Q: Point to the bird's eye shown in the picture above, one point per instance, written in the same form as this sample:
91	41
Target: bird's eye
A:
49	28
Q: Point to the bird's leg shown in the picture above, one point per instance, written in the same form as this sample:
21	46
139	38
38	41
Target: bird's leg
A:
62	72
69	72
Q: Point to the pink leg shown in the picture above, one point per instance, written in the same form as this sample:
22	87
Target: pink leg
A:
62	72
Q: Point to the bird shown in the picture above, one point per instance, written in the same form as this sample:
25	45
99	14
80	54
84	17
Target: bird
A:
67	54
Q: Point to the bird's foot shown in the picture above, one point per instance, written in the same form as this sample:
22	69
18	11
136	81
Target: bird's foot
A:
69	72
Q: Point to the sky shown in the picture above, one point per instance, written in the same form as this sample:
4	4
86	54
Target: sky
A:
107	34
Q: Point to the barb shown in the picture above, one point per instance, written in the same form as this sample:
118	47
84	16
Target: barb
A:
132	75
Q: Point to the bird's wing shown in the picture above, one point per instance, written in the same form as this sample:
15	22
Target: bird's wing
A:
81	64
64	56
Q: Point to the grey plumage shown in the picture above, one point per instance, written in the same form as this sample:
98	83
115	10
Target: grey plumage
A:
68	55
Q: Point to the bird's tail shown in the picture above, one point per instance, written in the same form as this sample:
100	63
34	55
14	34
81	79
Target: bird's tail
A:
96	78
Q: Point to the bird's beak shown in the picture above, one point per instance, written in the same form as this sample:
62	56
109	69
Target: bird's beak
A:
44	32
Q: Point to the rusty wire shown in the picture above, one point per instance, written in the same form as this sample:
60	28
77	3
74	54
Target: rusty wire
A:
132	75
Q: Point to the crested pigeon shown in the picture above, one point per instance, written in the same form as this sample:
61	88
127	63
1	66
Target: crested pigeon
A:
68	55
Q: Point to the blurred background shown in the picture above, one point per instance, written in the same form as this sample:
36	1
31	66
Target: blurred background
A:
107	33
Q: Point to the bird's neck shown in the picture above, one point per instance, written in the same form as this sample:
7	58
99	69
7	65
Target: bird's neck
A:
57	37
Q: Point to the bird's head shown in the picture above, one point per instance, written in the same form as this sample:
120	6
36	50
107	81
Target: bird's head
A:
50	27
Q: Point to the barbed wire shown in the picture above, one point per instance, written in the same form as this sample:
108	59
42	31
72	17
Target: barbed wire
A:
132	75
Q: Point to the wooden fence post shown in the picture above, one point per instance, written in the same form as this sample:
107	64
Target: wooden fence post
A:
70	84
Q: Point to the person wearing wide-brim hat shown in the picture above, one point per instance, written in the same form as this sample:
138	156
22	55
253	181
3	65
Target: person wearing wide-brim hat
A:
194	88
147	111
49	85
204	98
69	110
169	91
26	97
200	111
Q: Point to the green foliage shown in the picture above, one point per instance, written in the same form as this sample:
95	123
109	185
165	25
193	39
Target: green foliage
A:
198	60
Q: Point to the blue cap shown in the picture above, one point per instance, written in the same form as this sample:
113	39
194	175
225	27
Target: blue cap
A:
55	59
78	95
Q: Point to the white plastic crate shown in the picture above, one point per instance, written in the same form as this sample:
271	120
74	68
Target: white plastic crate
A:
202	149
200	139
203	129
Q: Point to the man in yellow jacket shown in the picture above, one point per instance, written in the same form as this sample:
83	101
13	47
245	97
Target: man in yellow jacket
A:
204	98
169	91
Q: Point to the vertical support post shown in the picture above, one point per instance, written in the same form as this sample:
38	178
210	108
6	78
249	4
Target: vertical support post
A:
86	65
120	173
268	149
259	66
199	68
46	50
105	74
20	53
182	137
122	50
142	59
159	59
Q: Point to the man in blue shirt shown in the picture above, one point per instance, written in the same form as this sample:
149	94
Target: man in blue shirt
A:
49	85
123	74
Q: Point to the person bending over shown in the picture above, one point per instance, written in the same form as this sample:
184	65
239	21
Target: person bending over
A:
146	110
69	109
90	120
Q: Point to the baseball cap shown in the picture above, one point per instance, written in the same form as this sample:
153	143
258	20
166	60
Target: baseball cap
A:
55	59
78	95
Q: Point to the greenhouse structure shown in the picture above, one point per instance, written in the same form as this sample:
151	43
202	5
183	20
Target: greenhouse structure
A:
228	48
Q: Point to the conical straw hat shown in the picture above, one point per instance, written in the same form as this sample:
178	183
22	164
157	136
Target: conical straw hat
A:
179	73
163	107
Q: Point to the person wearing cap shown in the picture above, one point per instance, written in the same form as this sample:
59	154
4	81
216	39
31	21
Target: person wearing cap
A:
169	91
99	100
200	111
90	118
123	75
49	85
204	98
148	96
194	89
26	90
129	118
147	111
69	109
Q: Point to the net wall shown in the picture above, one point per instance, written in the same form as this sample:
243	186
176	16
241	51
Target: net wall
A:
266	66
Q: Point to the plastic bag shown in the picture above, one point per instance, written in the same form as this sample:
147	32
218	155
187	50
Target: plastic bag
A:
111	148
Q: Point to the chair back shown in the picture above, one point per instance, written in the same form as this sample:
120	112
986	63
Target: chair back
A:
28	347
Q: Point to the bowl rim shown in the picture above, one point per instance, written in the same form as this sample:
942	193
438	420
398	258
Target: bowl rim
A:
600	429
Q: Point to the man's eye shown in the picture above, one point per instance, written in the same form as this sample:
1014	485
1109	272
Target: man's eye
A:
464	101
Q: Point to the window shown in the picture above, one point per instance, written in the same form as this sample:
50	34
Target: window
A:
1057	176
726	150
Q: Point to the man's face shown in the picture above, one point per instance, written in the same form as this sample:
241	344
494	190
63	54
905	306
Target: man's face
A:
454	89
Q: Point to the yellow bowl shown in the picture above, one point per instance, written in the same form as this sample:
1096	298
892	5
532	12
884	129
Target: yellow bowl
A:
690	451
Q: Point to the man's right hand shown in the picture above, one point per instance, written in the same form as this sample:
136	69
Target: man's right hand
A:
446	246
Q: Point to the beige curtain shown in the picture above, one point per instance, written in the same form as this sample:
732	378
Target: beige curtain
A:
- - - - - - -
WRITTEN EXERCISE - Transcribe the entire listing above precisely.

CORRECT RESPONSE -
Q: Point to the bird's eye shown in the picture above, one point per instance, written in the same form as this sample:
91	41
Target: bird's eye
A:
49	28
Q: Point to the bird's leg shown in the picture above, one point per instance, written in the same form as this sample:
21	46
139	38
38	41
Target: bird's leg
A:
62	72
69	72
Q: Point to the pink leg shown in the picture above, one point per instance, written in the same form as this sample:
22	87
Target: pink leg
A:
62	72
Q: Point to the bird shown in the picture above, one point per instance, written in the same form as this sample:
25	45
99	14
80	54
84	17
Target: bird
A:
67	54
Q: Point to the bird's foot shown in the picture above, one point per instance, written in the same form as this sample:
22	69
18	11
136	81
Target: bird's foot
A:
69	72
Q: Point to the sky shown in the picture above, one point per instance, written in the same form as this sample:
4	4
86	54
Target: sky
A:
107	34
Q: Point to the barb shown in the picture above, one point per instance, written in the same form as this sample:
118	47
84	16
Target: barb
A:
132	75
Q: Point to the bird's wing shown in the picture above, one point per instance, written in the same form as this sample:
15	22
Target: bird's wing
A:
81	64
64	56
Q: Point to the grey plumage shown in the picture above, one point per instance, written in the same form as this sample:
98	83
115	10
Target: grey plumage
A:
68	55
Q: Point to the bird's tail shown in the picture above, one point per instance, written in the same form as this sample:
100	63
34	55
14	34
81	79
Target: bird's tail
A:
96	78
Q: Point to the bird's beak shown in the picture above, one point per instance, written in the same form as this sample:
62	56
109	69
Target: bird's beak
A:
44	32
Q: Point to the rusty wire shown in the picture above, one point per instance, written in the same form as this sample:
60	28
77	3
74	54
Target: rusty wire
A:
132	75
Q: Point to the crested pigeon shown in the picture above, one point per instance, written in the same form as this sample:
61	88
127	63
1	66
Target: crested pigeon
A:
68	55
Q: Point to the blurred background shown in the picture above, one point per instance, written in the same form as this sample:
36	1
31	66
Target: blurred background
A:
107	33
Q: Point to the bird's neck shown in the picture above, one point per instance, written in the same form as this sample:
7	58
99	69
7	65
Target: bird's neck
A:
57	37
Q: Point to the bird's head shown in the picture above, one point per instance, written in the same form as this sample:
120	6
36	50
107	81
Target: bird's head
A:
50	27
Q: Point to the barbed wire shown in the picture above, one point per instance, written in the same form as this sample:
108	59
42	31
72	17
Target: barbed wire
A:
132	75
Q: Point to the wooden fence post shown in the picture above, one point per instance, written in the same form as this sample:
107	64
Target: wooden fence post
A:
70	84
Q: Point to the person wearing wide-brim hat shown in the picture above, one point per instance, written in the same form as this sample:
138	156
22	55
253	181
3	65
Target: person wearing wide-brim hat
A:
194	88
147	111
49	85
204	98
69	110
169	91
26	97
200	111
Q: Point to the green foliage shown in the picture above, one point per instance, written in the same form as this sample:
95	123
109	185
165	25
193	39
Target: green foliage
A:
198	60
Q: Point to the blue cap shown in the picture above, one point per instance, written in the same form as this sample:
113	39
194	175
225	27
Target: blue cap
A:
55	59
78	95
Q: Point to the white plastic crate shown in the picture above, one point per instance, written in the same form as this sample:
271	120
74	68
Target: white plastic crate
A:
202	149
200	139
203	129
Q: Point to the man in yellow jacket shown in the picture above, one point per instance, written in the same form as this sample:
83	101
13	47
245	97
Target: man in yellow jacket
A:
204	98
169	91
Q: Point to the vertical support post shown in the picture above, one point per instance, written in the same form as this sample:
38	178
210	108
6	78
249	4
Target: vertical support post
A:
86	65
120	173
268	149
259	66
199	68
46	50
105	74
20	53
182	137
122	50
142	59
159	59
Q: Point to the man in blue shirt shown in the picture above, one point per instance, written in the same form as this sample:
149	94
Target: man in blue shirt
A:
49	85
123	74
Q: Point to the person bending over shown in the picture above, one point per instance, written in the same form as this sample:
184	65
239	21
Target: person bending over
A:
146	110
69	109
90	120
Q: Point to the baseball cap shown in the picture above, one point per instance, written in the same form as this sample:
153	143
258	20
166	60
Target: baseball cap
A:
55	59
78	95
Q: Point to the greenhouse structure shown in the picture above, one point per instance, written in the same form as this sample:
151	43
202	5
183	20
Target: greenhouse structure
A:
228	48
Q: Point to the conical straw hat shown in the picture above, one point per instance, written in the same form as this sample:
178	183
22	164
157	136
Target: conical straw hat
A:
179	73
163	107
Q: Point to the person wearing cap shown in the picture above, one point per instance, written in the same form as this sample:
59	154
4	81
216	39
31	21
Target: person wearing cap
A:
169	91
99	100
200	111
90	118
123	75
49	85
204	98
148	96
194	89
26	90
129	118
147	111
69	109
Q: Point to the net wall shown in the picture above, one point per instance, written in the same form as this sample:
243	186
176	16
241	51
Target: net wall
A:
266	66
Q: Point to the plastic bag shown in the picture above, one point per instance, written in the same form as this sample:
147	32
218	155
187	50
Target: plastic bag
A:
111	148
Q: Point to the chair back shown in the picture above, one point per instance, written in the same form as this sample:
120	112
986	63
Target: chair back
A:
28	347
Q: Point to the bowl rim shown in the picture above, one point per instance, written in the same form as this sample:
942	193
438	420
398	258
Target: bowl rim
A:
600	429
Q: Point to the man's eye shown in the picture above, one point per instance, written in the same form as this sample:
1014	485
1109	272
Target: man's eye
A:
464	101
Q: Point to the window shown in the picture above, one point per instance, written in the same form as this sample:
50	34
Target: window
A:
1057	176
726	150
Q: Point to the man's face shown in the picture above, one point per instance, written in the same form as this sample:
241	344
494	190
63	54
905	306
Target: man's face
A:
454	89
Q: Point to the yellow bowl shown in the picture above, one point per instance, written in the same form as this sample:
1096	298
892	5
532	12
884	129
Target: yellow bowl
A:
690	451
Q: Point to the man's right hand shown in the picture above, one point per instance, written in the same form as this sample:
136	69
Target: man's right hand
A:
446	246
Q: Point to the beige curtain shown in the picture above, one point per instance, written in the same form as this sample:
732	378
Target: beige curtain
A:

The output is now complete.